Ersetzen Sie in sämtlichen Einträgen unten „biggest circle“ durch „largest circle“ und geben Sie alle Zeilen ansonsten unverändert wieder.

Datensatzzeilen dazu, wo sich Objekte befinden
:::
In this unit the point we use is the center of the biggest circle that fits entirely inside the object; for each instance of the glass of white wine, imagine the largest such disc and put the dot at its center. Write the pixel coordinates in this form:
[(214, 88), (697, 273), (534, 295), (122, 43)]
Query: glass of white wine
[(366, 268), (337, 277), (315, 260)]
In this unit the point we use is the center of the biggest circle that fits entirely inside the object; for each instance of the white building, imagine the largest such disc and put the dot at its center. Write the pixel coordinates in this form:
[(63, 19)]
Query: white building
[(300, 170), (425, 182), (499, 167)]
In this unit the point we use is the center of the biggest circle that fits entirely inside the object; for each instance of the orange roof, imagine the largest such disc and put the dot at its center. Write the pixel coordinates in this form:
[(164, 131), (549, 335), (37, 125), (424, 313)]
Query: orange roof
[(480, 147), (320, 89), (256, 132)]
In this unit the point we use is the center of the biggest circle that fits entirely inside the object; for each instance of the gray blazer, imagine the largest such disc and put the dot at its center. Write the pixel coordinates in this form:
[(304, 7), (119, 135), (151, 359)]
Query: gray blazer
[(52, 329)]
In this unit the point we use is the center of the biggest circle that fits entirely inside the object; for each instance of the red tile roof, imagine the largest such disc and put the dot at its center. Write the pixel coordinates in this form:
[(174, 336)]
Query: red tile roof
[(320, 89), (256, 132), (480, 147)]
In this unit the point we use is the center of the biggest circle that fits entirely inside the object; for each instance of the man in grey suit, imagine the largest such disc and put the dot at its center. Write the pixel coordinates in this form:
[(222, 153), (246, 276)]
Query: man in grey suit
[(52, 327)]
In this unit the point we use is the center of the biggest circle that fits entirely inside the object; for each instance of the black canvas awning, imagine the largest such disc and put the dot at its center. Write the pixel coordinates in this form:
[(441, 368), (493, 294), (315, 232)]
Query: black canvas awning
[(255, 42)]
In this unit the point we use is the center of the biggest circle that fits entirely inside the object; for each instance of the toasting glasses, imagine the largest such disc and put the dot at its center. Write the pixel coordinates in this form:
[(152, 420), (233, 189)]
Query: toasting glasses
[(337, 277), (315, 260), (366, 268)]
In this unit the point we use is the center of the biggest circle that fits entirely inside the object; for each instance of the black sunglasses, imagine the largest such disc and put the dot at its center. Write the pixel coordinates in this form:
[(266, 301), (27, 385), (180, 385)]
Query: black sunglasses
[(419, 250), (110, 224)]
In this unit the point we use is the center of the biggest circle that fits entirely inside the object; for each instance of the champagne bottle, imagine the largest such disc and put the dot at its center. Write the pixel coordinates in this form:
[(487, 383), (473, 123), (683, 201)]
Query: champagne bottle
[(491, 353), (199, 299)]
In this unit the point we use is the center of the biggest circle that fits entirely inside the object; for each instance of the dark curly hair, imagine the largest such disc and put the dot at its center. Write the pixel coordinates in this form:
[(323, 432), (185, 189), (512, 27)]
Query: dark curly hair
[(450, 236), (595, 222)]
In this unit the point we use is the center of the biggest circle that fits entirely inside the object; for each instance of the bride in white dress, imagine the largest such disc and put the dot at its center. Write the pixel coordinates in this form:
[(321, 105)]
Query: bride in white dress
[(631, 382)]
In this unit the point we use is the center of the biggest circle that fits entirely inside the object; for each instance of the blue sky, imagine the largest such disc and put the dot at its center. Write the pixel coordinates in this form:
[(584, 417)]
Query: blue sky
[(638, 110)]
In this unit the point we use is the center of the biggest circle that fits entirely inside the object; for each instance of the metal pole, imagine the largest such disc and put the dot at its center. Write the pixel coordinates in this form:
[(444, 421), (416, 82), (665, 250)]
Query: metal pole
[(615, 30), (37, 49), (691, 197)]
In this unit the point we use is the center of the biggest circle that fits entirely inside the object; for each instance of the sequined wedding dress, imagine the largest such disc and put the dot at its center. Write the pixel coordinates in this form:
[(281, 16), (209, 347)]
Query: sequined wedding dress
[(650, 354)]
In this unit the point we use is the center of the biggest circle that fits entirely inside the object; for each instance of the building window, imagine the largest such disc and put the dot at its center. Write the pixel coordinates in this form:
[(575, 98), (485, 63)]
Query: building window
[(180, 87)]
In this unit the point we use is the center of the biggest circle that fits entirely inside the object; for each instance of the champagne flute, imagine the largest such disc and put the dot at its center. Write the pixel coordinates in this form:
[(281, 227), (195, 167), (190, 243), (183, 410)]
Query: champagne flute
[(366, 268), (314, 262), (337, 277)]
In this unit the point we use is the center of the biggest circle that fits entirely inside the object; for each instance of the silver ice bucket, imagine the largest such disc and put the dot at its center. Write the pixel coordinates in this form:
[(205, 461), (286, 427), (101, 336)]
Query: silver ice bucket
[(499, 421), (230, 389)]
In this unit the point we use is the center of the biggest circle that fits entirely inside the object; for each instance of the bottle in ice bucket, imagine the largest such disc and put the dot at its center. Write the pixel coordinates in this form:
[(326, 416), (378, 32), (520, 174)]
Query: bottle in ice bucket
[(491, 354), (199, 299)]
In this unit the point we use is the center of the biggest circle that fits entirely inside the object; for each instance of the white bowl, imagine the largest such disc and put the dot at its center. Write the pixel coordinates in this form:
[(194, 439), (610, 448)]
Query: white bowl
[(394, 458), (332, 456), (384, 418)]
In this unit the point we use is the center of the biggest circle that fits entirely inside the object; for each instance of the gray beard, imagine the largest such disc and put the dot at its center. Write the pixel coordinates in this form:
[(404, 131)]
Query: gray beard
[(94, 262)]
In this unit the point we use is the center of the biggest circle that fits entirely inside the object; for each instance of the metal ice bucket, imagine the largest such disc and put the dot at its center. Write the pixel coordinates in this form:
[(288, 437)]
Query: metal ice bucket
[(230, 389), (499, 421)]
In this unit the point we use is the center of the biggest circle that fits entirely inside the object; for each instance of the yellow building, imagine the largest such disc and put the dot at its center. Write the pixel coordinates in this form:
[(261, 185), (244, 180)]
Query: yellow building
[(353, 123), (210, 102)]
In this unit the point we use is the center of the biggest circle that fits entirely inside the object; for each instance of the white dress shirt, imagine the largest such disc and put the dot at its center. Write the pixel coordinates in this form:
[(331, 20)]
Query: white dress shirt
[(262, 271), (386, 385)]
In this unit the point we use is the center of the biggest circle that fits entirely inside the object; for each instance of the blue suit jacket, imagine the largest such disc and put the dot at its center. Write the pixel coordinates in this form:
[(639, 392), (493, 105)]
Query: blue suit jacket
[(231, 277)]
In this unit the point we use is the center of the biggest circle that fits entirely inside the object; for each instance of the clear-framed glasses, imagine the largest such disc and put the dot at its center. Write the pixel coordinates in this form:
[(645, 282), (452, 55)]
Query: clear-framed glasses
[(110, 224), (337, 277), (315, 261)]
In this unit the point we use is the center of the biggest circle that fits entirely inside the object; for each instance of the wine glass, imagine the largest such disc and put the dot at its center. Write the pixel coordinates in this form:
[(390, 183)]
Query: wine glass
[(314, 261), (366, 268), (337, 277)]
:::
- Endergebnis:
In this unit the point we use is the center of the largest circle that fits entirely inside the object; for each instance of the glass of white wine, imagine the largest such disc and put the dot at its center. Write the pixel coordinates in this form:
[(214, 88), (697, 273), (534, 295), (122, 43)]
Query: glass of white wine
[(366, 268), (337, 277), (315, 260)]
In this unit the point we use is the center of the largest circle that fits entirely inside the object; for each instance of the white building, imagine the largest such disc and put the dot at its center. Write the pixel coordinates in this form:
[(63, 19)]
Query: white building
[(300, 170), (425, 182), (499, 167)]
In this unit the point we use is the center of the largest circle that fits entirely inside the object; for each instance of the orange roof, imagine the largest such disc and put the dot at its center. Write the pixel coordinates in this form:
[(164, 131), (549, 335), (37, 125), (424, 313)]
Query: orange roof
[(480, 147), (320, 89), (256, 132)]
In this unit the point we use is the center of the largest circle that fits entirely inside the object; for each instance of the gray blazer, imagine the largest such disc and put the dot at its center. Write the pixel coordinates in this form:
[(304, 7), (119, 135), (151, 359)]
Query: gray blazer
[(52, 329)]
In this unit the point we use is the center of the largest circle that fits entirely inside the object; for each instance of the red tile roof, imagine the largest such disc and put the dot at its center. Write the pixel coordinates in this form:
[(174, 336)]
Query: red tile roof
[(320, 89), (256, 132), (480, 147)]
In this unit the point we use is the center of the largest circle that fits entirely inside the object; for each instance of the man in grey suit, imagine the largest such disc and put the dot at its center. Write the pixel coordinates in this form:
[(222, 153), (246, 276)]
Query: man in grey suit
[(52, 327)]
In this unit the point we use is the center of the largest circle that fits entirely inside the object; for each instance of the black canvas awning, imagine the largest such disc and put the dot at its center. Write the pixel coordinates in this form:
[(441, 368), (493, 294), (315, 232)]
Query: black canvas awning
[(255, 42)]
In this unit the point we use is the center of the largest circle that fits entirely inside the object; for each instance of the toasting glasses, imagine the largest such disc and put the dot at its center. Write the pixel coordinates in this form:
[(152, 420), (233, 189)]
Query: toasting glasses
[(337, 277), (315, 260), (366, 268)]
In this unit the point we use is the center of the largest circle that fits entirely inside the object; for each instance of the black sunglasses, imagine the largest such disc and put the dot at its center. Write the pixel coordinates in this form:
[(266, 301), (27, 385), (180, 385)]
Query: black sunglasses
[(419, 250), (110, 224)]
In this unit the point we use is the center of the largest circle that fits entirely inside the object; for each instance of the champagne bottle, imagine the largest such disc and put the dot at its center. Write the pixel coordinates in this form:
[(487, 383), (473, 123), (683, 201)]
Query: champagne bottle
[(491, 353), (199, 299)]
In this unit the point we use is the center of the largest circle that fits entirely inside the object; for each instance of the dark curly hair, imagine the largest such disc and put the dot at its center. Write the pixel coordinates in this form:
[(323, 432), (185, 189), (512, 27)]
Query: dark curly hair
[(450, 236), (595, 222)]
In this unit the point we use is the center of the largest circle that fits entirely inside the object; for each instance of the bride in white dress, imagine the largest such disc and put the dot at its center. Write the pixel coordinates in this form:
[(321, 105)]
Query: bride in white dress
[(631, 382)]
In this unit the point we use is the center of the largest circle that fits entirely inside the object; for each instance of the blue sky, imagine the largest such disc and put the dot at its center. Write the pixel coordinates in this form:
[(584, 417)]
Query: blue sky
[(638, 110)]
In this unit the point we use is the center of the largest circle that fits entirely inside the object; for each instance of the metal pole, imagine the largest such disc and put the dot at its center. Write the pixel coordinates in this form:
[(444, 421), (416, 82), (665, 250)]
Query: metal pole
[(615, 30), (37, 49), (691, 197)]
In this unit the point we use is the center of the largest circle that fits entirely inside the object; for each instance of the sequined wedding dress, imagine the largest such disc and put the dot at its center. Write the pixel coordinates in this form:
[(281, 16), (209, 347)]
Query: sequined wedding dress
[(650, 354)]
In this unit the point we use is the center of the largest circle that fits entirely inside the object; for each instance of the building window, imagine the largest such disc and put the dot at its center. Write the pixel coordinates in this form:
[(575, 98), (485, 63)]
Query: building window
[(180, 87)]
In this unit the point we use is the center of the largest circle that fits entirely inside the object; for each instance of the champagne flute, imagine the largest such disc and put the dot at its center. Write the pixel coordinates in this form:
[(281, 227), (195, 167), (190, 243), (183, 410)]
Query: champagne flute
[(366, 268), (314, 262), (337, 277)]
In this unit the point we use is the center of the largest circle that fits entirely inside the object; for each instance of the silver ice bucket, imagine the largest such disc and put the dot at its center. Write the pixel coordinates in this form:
[(205, 461), (286, 427), (101, 336)]
Query: silver ice bucket
[(499, 421), (230, 389)]
In this unit the point we use is the center of the largest circle that fits entirely inside the object; for each instance of the bottle in ice bucket, imagine the largest such disc and put the dot at its center. Write the pixel coordinates in this form:
[(326, 416), (378, 32), (520, 174)]
Query: bottle in ice bucket
[(491, 354), (199, 299)]
In this unit the point we use is the center of the largest circle that fits entirely inside the object; for each instance of the white bowl, imagine the largest such disc and put the dot at its center. Write the pixel coordinates in this form:
[(194, 439), (610, 448)]
Query: white bowl
[(394, 458), (332, 456), (384, 418)]
In this unit the point we use is the center of the largest circle that fits entirely inside the object; for each instance of the gray beard, imagine the largest such disc and put the dot at its center. Write the pixel coordinates in this form:
[(404, 131)]
Query: gray beard
[(94, 262)]
In this unit the point we use is the center of the largest circle that fits entirely inside the object; for each instance of the metal ice bucket, imagine the largest such disc and put the dot at its center. Write the pixel coordinates in this form:
[(288, 437)]
Query: metal ice bucket
[(230, 389), (499, 421)]
In this unit the point we use is the center of the largest circle that fits entirely inside the object; for each instance of the yellow building, imagine the largest such disc and put the dot at its center. Write the pixel coordinates in this form:
[(261, 185), (244, 180)]
Query: yellow building
[(353, 123), (210, 102)]
In this unit the point we use is the center of the largest circle that fits entirely inside the object; for each instance of the white dress shirt, imagine the largest such disc and put the dot at its center. Write the pixel coordinates in this form:
[(331, 20)]
Query: white dress shirt
[(262, 271), (386, 385)]
In this unit the point we use is the center of the largest circle that fits entirely inside the object; for each instance of the blue suit jacket, imagine the largest such disc and put the dot at its center. Write the pixel coordinates in this form:
[(639, 392), (493, 105)]
Query: blue suit jacket
[(231, 277)]
In this unit the point we use is the center of the largest circle that fits entirely inside the object; for each instance of the clear-framed glasses, imagine the largest such disc and put the dot at its center. Write the pixel coordinates in this form:
[(645, 282), (452, 55)]
Query: clear-framed glasses
[(110, 224), (337, 277), (315, 261)]
In this unit the point we use is the center of the largest circle that fits entirely inside the object; for each instance of the wine glass, imagine the largest such disc and put the dot at its center. Write the pixel coordinates in this form:
[(390, 183)]
Query: wine glass
[(314, 261), (366, 268), (337, 277)]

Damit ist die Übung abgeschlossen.